#### Input rows:
==*==
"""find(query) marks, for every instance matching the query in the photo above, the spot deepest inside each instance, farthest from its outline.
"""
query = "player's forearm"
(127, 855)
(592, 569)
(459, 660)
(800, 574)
==*==
#### Problem to solve:
Rewrite the entries above as a two-column CSV with the headers request and answer, one row per entry. Put each field in double quotes and replace any line breaks with spaces.

#### Answer to the exercise:
request,answer
"""""""find(query) marks, for every instance matching the query in the photo above, the spot deepest inside each instance, farthest from its outline. """""" query = ""player's forearm""","(127, 855) (592, 569) (459, 660) (800, 574)"